Day: December 12, 2004

  • U.S. Mounts Fresh Attack on Taliban

    Fresh off the successful election and swearing its first democratically-elected president, Afghanistan is now the site of a new effort to keep pressure on Taliban remnants.

    The US-led military coalition in Afghanistan has begun a big offensive against militants loyal to the ousted Taliban regime in an attempt to quash any attempt to disrupt parliamentary elections next spring.

    Operation Lightning Freedom, which involves the entire 18,000-strong force, is designed to target Taliban remnants during the snowy winter months, when militants traditionally lie low and prepare for a spring offensive, said Major Mark McCann, of the coalition, in Kabul.

    The coalition credited a similar operation, Lightning Resolve, which was launched in July last year, with preventing attacks during the October 9 presidential election.

    Col. David Lamm, chief of staff for US forces in Afghanistan, said the military would continue to squeeze the Taliban while offering moderates the option of turning themselves in under an amnesty.

    Kabul has been in talks with moderate Taliban leaders for more than a year but has yet to announce an official mechanism whereby low-level militants could come in from the cold.

    Zalmay Khalilzad, US ambassador to Kabul, said this month foot soldiers could lay down their arms without fear of capture or retribution from the military.

    Afghanistan is scheduled to form a new parliament through elections in April, though many local and foreign officials believe the vote will have to be put off because of the complexity of organising it, and because about 25,000 irregular militia have yet to be disarmed.

    Despite complaints during the U.S. election campaign, the Afghani theater has never been ignored by American forces, strategists and leaders.

    Such pressure kept the Taliban and their terrorist allies impotent in the election that brought the Afghans a president. Similar pressure in the winter months, when the allies are far more mobile, supplied and organized than the ousted Taliban, could very well again bring success to April’s parliamentary election in most or all of the country.

  • 5 Soldiers Killed in Israeli Base Bombing

    Ripping a page out of the union army playbook from the Battle of the Crater in 1864, the Palestinians dug a tunnel, packed it with explosives, lit them off and charged into the aftermath. The explosion was tremendous, the result was carnage, and the charge was suicidal.

    Palestinian militants blew up an Israeli army base at the Gaza-Egypt crossing Sunday by sneaking more than a ton of explosives through a tunnel, killing five Israeli soldiers and wounding five in the largest Palestinian attack in the month since Yasser Arafat (news – web sites)’s death.

    Hitting back, Israeli helicopters fired at least five missiles at targets in Gaza City early Monday, witnesses said. There were no reports of casualties. One missile started a fire at an abandoned metal workshop, while the other target was an empty house near the Islamic University, they said.

    ….

    In the violence along the Gaza-Egyptian border, the military said in a statement early Monday that five soldiers were killed and five were injured, including two seriously, in the explosion. The statement said two Palestinians charged the base and opened fire after the blast, and soldiers shot them dead.

==*==

◆ **Things to do**:
(a) Summarize the December 12, 2004 news post on Afghanistan and Gaza in two sentences.
(b) Answer these questions from the December 12, 2004 news post on Afghanistan and Gaza.
(i) Which earlier operation did the coalition credit with preventing attacks during the October 9 presidential election?
(ii) About how many irregular militia had yet to be disarmed in Afghanistan?
(iii) How many Palestinians charged the base after the blast?
(c) Pick up the December 12, 2004 news post on Afghanistan and Gaza after its final sentence and continue writing it.
The records have no connection to the December 12, 2004 news post on Afghanistan and Gaza.

◆ **Supplied information**:

==*==

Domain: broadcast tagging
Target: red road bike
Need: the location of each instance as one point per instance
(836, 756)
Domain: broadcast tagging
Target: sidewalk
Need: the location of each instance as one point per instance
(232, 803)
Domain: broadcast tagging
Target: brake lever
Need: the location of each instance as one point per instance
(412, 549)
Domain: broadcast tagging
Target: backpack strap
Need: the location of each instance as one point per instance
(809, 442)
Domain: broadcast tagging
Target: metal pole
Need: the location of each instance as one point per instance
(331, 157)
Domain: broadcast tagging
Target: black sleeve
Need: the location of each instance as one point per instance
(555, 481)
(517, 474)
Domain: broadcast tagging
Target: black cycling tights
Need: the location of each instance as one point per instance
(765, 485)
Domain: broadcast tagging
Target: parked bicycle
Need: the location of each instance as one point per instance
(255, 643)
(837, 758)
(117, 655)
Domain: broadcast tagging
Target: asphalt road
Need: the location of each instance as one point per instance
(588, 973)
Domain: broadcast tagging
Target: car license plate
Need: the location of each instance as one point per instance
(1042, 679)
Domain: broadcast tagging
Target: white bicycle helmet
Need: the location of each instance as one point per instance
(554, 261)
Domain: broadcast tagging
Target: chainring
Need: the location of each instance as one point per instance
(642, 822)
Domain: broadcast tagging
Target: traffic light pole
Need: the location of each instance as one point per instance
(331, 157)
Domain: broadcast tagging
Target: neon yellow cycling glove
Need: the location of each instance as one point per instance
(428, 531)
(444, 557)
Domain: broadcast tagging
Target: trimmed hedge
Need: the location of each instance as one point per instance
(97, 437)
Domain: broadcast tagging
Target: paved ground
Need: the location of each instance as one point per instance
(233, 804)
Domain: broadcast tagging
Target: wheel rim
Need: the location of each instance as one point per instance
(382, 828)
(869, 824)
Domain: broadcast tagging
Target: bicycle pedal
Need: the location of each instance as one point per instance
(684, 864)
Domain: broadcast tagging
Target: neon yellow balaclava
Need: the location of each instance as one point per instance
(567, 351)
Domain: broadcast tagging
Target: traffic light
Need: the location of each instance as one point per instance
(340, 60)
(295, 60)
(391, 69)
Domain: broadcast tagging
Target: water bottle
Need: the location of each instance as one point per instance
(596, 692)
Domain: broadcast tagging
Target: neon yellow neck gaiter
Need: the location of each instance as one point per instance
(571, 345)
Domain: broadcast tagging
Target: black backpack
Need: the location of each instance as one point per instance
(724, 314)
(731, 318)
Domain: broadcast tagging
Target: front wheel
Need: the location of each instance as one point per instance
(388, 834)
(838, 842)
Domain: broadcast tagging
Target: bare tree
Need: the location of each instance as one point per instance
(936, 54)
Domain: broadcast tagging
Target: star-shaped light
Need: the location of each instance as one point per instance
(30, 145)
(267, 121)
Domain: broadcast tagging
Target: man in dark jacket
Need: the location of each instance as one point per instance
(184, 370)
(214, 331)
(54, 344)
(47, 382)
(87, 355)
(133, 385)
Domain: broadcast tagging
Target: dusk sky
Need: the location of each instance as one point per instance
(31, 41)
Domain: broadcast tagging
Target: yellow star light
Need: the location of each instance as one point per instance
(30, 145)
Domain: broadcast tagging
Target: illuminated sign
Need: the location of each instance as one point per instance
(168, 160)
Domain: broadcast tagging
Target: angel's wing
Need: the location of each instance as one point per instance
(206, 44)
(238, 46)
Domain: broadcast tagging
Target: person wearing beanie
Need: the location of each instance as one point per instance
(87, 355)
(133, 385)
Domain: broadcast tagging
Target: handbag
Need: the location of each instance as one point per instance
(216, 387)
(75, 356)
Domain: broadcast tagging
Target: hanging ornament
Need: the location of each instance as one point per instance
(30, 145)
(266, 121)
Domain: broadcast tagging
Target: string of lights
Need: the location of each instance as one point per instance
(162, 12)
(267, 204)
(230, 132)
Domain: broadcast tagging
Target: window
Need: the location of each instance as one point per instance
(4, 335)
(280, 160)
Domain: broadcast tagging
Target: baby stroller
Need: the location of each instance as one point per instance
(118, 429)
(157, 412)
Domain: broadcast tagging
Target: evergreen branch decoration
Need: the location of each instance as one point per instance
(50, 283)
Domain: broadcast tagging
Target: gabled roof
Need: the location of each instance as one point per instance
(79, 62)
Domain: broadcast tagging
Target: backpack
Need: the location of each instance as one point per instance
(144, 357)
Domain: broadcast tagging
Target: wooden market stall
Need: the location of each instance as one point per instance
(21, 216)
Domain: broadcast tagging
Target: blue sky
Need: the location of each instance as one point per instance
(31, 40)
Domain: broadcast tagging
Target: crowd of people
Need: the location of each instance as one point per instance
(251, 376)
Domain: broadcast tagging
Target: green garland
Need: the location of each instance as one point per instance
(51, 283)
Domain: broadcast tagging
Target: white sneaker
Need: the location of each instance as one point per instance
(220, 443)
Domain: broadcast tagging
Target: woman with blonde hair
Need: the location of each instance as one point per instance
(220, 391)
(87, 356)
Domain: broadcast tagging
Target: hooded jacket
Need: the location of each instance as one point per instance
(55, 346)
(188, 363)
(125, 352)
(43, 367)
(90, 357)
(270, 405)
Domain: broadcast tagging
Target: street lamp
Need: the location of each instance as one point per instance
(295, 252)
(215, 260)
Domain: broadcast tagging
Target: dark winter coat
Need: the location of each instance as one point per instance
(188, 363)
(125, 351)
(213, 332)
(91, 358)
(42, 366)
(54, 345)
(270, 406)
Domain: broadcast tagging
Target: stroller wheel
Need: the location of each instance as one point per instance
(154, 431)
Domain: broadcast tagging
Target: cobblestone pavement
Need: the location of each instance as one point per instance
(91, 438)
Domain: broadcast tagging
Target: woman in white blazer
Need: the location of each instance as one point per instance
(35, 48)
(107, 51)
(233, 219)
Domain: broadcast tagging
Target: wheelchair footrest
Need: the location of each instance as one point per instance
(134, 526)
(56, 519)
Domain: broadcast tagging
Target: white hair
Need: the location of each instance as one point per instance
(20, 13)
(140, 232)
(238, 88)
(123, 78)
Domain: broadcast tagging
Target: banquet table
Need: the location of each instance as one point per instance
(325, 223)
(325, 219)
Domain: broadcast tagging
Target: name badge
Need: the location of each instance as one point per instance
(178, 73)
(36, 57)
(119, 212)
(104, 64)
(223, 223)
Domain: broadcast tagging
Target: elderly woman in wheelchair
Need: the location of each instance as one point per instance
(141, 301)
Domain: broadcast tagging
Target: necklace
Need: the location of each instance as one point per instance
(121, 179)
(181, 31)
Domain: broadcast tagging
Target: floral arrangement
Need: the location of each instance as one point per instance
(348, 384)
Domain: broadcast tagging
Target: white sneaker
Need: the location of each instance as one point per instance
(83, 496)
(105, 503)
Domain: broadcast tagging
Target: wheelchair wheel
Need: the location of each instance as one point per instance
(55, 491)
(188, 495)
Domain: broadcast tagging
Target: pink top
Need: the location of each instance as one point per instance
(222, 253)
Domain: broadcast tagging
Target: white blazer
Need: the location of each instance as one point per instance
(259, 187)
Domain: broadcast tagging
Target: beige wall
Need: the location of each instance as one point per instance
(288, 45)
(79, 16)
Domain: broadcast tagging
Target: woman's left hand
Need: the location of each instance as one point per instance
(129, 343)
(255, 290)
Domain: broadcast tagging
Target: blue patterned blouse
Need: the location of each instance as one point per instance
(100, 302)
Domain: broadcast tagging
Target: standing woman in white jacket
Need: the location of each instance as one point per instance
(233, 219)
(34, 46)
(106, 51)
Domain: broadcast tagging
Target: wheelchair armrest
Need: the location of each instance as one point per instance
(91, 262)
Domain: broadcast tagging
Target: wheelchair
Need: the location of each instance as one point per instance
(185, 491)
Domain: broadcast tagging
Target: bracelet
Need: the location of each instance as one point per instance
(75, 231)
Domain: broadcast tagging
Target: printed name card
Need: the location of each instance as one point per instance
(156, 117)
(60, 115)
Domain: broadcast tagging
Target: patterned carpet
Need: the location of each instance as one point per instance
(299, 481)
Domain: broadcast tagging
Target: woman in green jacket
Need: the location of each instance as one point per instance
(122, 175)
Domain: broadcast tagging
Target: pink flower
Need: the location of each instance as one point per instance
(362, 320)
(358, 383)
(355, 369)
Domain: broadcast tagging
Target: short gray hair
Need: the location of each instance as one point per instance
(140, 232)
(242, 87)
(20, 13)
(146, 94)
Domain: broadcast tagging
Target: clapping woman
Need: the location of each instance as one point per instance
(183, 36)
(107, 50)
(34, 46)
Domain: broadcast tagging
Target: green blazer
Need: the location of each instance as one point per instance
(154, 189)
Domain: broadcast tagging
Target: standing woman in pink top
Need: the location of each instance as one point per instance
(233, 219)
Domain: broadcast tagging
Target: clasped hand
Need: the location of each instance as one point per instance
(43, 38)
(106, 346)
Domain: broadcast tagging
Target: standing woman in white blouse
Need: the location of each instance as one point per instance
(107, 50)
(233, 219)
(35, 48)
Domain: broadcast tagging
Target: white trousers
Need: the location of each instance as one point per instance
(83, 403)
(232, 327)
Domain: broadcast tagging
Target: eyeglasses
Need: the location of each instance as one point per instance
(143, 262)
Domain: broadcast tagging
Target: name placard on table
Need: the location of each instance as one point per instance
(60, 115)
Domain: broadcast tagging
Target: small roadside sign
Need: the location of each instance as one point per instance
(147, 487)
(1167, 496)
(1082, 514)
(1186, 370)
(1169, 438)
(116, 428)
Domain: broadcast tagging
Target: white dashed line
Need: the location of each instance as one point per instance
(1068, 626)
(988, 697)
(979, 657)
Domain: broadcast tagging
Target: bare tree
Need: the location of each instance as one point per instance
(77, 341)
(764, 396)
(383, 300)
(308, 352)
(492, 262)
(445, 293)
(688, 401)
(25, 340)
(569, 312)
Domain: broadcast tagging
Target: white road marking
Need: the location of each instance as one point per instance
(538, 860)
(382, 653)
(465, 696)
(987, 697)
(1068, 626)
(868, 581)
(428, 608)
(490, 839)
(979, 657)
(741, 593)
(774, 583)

==*==

◆ **Replies**:
(a) The US-led coalition in Afghanistan launched Operation Lightning Freedom, involving its entire 18,000-strong force, to target Taliban remnants during the winter and prevent disruption of parliamentary elections scheduled for April. At the Gaza-Egypt crossing, Palestinian militants used a tunnel to blow up an Israeli army base with more than a ton of explosives, killing five soldiers and wounding five, and Israeli helicopters then fired missiles at targets in Gaza City.

(b)
(i) Lightning Resolve
(ii) About 25,000
(iii) Two

(c)
    Palestinians said one attacker was killed and the other escaped. The blast collapsed several structures at the crossing and damaged others.

    ….

    Israeli army spokesman Capt. Jacob Dallal said two explosions rocked the border terminal at Rafah.

    “This was a very large, well coordinated, planned attack against an international crossing, used by Palestinian civilians to cross into Egypt,” Dallal said, adding that the crossing would be closed until further notice.

    Israel TV defense analyst Yoav Limor called the blast the result of an “intelligence failure.”

    ….

    A Palestinian militant giving his name only as Abu Majad claimed responsibility in the name of the Fatah Hawks, an offshoot of the mainstream Fatah Party, and the violent Islamic Hamas.

    A Hamas official, speaking on condition of anonymity, said 1.5 tons of explosives were set off in the blast, and a second, smaller explosive was detonated later. Masked Hamas militants said a gunman tried to kidnap a wounded soldier but killed him because the soldier resisted.

    Hamas’ representative in Lebanon, Osama Hamdan, rejected calls for a halt to attacks on Israel and threatened new, unspecified types of retaliation against the Israeli occupation.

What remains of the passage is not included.